問題文: 下のデータを最初から最後まで、一字も変えずにそのまま書き写してください。画像は書き写さないでください。
__________________________________________________
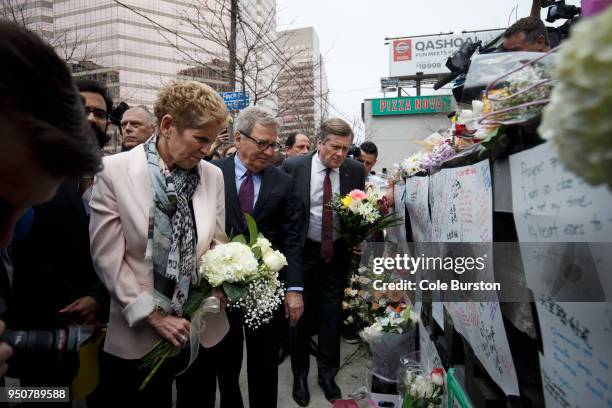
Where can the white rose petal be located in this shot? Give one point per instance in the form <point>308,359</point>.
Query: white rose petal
<point>274,260</point>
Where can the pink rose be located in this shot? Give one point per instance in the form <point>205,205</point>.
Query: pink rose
<point>358,195</point>
<point>437,377</point>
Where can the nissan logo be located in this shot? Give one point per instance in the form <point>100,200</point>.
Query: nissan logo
<point>402,47</point>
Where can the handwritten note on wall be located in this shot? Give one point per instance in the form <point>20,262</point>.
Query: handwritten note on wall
<point>576,366</point>
<point>397,234</point>
<point>416,198</point>
<point>552,205</point>
<point>462,211</point>
<point>461,204</point>
<point>482,326</point>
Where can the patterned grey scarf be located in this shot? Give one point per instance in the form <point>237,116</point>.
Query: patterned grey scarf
<point>171,244</point>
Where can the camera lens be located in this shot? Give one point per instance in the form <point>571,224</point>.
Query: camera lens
<point>65,340</point>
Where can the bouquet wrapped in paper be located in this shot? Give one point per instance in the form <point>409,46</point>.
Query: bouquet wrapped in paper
<point>363,213</point>
<point>420,390</point>
<point>391,337</point>
<point>248,274</point>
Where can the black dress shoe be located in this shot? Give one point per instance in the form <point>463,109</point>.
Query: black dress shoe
<point>301,396</point>
<point>331,390</point>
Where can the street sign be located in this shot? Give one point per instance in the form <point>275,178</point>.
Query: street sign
<point>428,55</point>
<point>411,105</point>
<point>389,83</point>
<point>236,100</point>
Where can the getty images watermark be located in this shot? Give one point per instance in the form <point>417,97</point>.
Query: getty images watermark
<point>403,264</point>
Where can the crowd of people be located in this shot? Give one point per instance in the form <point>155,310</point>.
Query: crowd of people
<point>115,241</point>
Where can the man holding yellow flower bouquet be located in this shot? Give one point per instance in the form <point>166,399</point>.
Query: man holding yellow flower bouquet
<point>325,255</point>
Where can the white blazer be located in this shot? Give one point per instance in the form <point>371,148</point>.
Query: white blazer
<point>118,228</point>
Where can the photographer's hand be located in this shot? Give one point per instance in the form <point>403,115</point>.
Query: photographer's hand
<point>6,352</point>
<point>84,309</point>
<point>172,328</point>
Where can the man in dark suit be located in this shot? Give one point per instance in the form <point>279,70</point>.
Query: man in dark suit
<point>54,283</point>
<point>326,257</point>
<point>254,186</point>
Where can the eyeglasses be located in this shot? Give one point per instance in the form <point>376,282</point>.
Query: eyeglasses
<point>98,113</point>
<point>262,144</point>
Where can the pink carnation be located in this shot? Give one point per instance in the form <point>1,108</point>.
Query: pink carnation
<point>358,195</point>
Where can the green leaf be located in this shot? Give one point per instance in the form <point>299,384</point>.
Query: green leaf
<point>233,291</point>
<point>194,300</point>
<point>256,252</point>
<point>252,226</point>
<point>239,238</point>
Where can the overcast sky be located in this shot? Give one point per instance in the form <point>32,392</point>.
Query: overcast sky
<point>352,34</point>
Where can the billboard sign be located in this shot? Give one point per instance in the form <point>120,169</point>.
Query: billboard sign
<point>428,55</point>
<point>389,83</point>
<point>236,100</point>
<point>411,105</point>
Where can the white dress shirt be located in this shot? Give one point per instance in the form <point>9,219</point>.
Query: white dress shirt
<point>317,175</point>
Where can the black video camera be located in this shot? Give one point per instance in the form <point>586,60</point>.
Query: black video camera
<point>354,152</point>
<point>459,62</point>
<point>57,343</point>
<point>558,10</point>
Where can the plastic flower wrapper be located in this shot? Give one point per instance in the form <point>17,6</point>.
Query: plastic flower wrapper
<point>418,388</point>
<point>431,141</point>
<point>439,154</point>
<point>520,94</point>
<point>409,166</point>
<point>578,119</point>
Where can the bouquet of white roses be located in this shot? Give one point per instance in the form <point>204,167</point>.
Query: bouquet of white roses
<point>391,337</point>
<point>248,274</point>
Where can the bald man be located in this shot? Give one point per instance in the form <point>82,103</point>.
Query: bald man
<point>297,144</point>
<point>137,125</point>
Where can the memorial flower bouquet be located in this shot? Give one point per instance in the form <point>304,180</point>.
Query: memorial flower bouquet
<point>578,119</point>
<point>420,390</point>
<point>363,213</point>
<point>409,166</point>
<point>390,337</point>
<point>248,273</point>
<point>519,95</point>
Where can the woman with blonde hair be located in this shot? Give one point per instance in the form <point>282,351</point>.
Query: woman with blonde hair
<point>155,210</point>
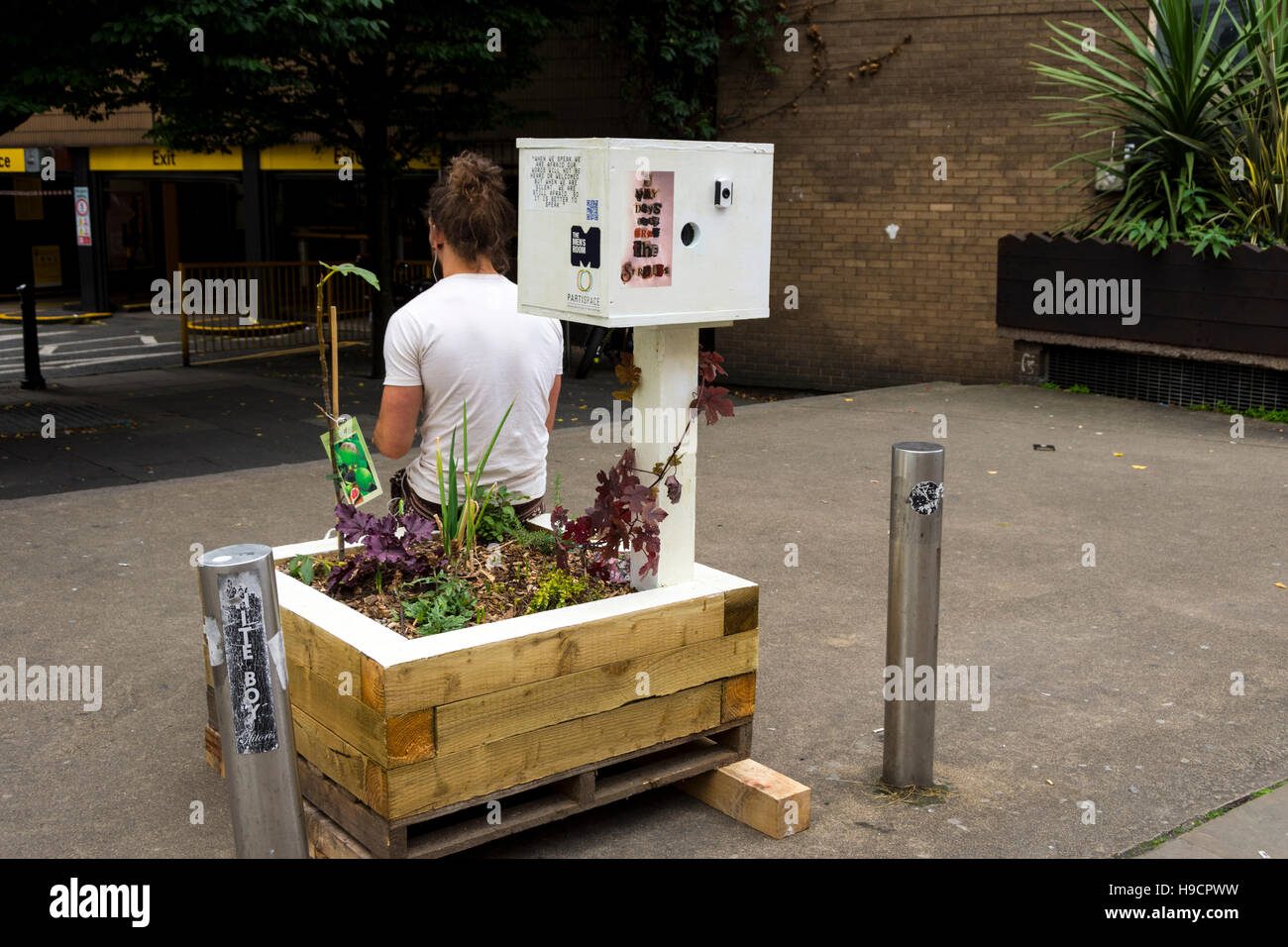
__________________________________________________
結果:
Where can the white rose petal be located in this shot? Give one point per instance in the form <point>308,359</point>.
Query: white rose petal
<point>274,260</point>
Where can the pink rose be located in this shot? Give one point per instance in the form <point>205,205</point>.
Query: pink rose
<point>358,195</point>
<point>437,377</point>
Where can the nissan logo be located in this shot? Give one point per instance in the form <point>100,200</point>.
Query: nissan logo
<point>402,47</point>
Where can the handwritten note on wall be located in this shot? Give one point per instance in the form <point>20,262</point>.
Query: handwritten note on wall
<point>576,366</point>
<point>397,234</point>
<point>416,198</point>
<point>552,205</point>
<point>462,211</point>
<point>461,204</point>
<point>482,326</point>
Where can the patterned grey scarf be located in this shot? Give one point per instance in the form <point>237,116</point>.
Query: patterned grey scarf
<point>171,244</point>
Where can the camera lens be located in this shot? Give one point per instance in the form <point>571,224</point>.
Query: camera lens
<point>65,340</point>
Where can the bouquet wrapped in paper be located in this shot? Give one point per instance in the form <point>409,46</point>.
Query: bouquet wrapped in paper
<point>363,213</point>
<point>420,390</point>
<point>391,337</point>
<point>248,274</point>
Where can the black dress shoe be located in this shot? Give one point per instance in the form <point>463,109</point>.
Query: black dress shoe
<point>301,396</point>
<point>331,390</point>
Where can the street sign be located in this shot? Give one point per instance in the form <point>275,178</point>.
Query: street sign
<point>428,55</point>
<point>411,105</point>
<point>389,83</point>
<point>236,100</point>
Where can the getty images watermark be located in this shot? Give one point per instance in the form <point>417,97</point>.
Query: getty images watermark
<point>403,264</point>
Where can the crowd of people be located in this shot? Give one point per instance in the form <point>155,310</point>.
Query: crowd of people
<point>115,241</point>
Where can the man holding yellow flower bouquet be located in this shot? Give one point per instance in the form <point>166,399</point>.
Query: man holding yellow flower bouquet
<point>325,255</point>
Where can the white blazer be located in this shot? Give one point per instance in the form <point>371,148</point>.
Query: white blazer
<point>118,228</point>
Where can the photographer's hand be located in this shot? Give one point per instance in the form <point>403,115</point>.
Query: photographer's hand
<point>6,352</point>
<point>84,309</point>
<point>172,328</point>
Where can the man in dark suit be located in this shot? Give one point per instance in the form <point>279,70</point>.
Query: man in dark suit
<point>54,283</point>
<point>326,257</point>
<point>254,186</point>
Where can the eyeglasses be located in this shot? Give one point per instance in the form <point>376,282</point>.
Query: eyeglasses
<point>98,113</point>
<point>262,144</point>
Where can the pink carnation be located in this shot? Give one point per instance in the form <point>1,108</point>.
Query: pink carnation
<point>358,195</point>
Where can the green leaf be located in this shot? Give one point per instance in the form <point>299,384</point>.
Query: green leaf
<point>233,291</point>
<point>194,300</point>
<point>256,252</point>
<point>252,226</point>
<point>239,238</point>
Where can the overcast sky be located in this shot? Give one point per instance in the form <point>32,392</point>.
Query: overcast sky
<point>352,34</point>
Where can the billboard sign be located in this shot? Give one point per instance in the form <point>120,169</point>.
Query: billboard sign
<point>428,55</point>
<point>389,83</point>
<point>236,100</point>
<point>411,105</point>
Where can the white dress shirt be located in this shot? Give one point per instance in the form <point>9,219</point>.
Query: white dress shirt
<point>317,175</point>
Where can the black video camera be located in this shot? Give one point per instance in the form <point>586,60</point>.
Query: black video camera
<point>354,152</point>
<point>459,62</point>
<point>57,343</point>
<point>558,10</point>
Where can the plastic flower wrapper be located in this shot? Give one point per instance in the form <point>17,6</point>.
Query: plastic flower wrapper
<point>418,388</point>
<point>431,141</point>
<point>439,154</point>
<point>520,94</point>
<point>409,166</point>
<point>578,119</point>
Where can the bouquet of white roses be located in this shot? Give one point per instance in the form <point>204,167</point>.
Query: bouquet of white roses
<point>391,337</point>
<point>248,274</point>
Where can the bald man be located in this shot? Give one point per instance in the form <point>82,103</point>.
Query: bald man
<point>297,144</point>
<point>137,125</point>
Where can the memorial flower bouquet be located in this shot? Give one point per instance in the form <point>304,180</point>.
Query: memorial flower bouquet
<point>578,119</point>
<point>420,390</point>
<point>363,213</point>
<point>409,166</point>
<point>390,337</point>
<point>248,273</point>
<point>519,95</point>
Where can the woman with blonde hair be located in this shot? Give one point per instance in the form <point>282,351</point>.
Query: woman with blonde hair
<point>155,210</point>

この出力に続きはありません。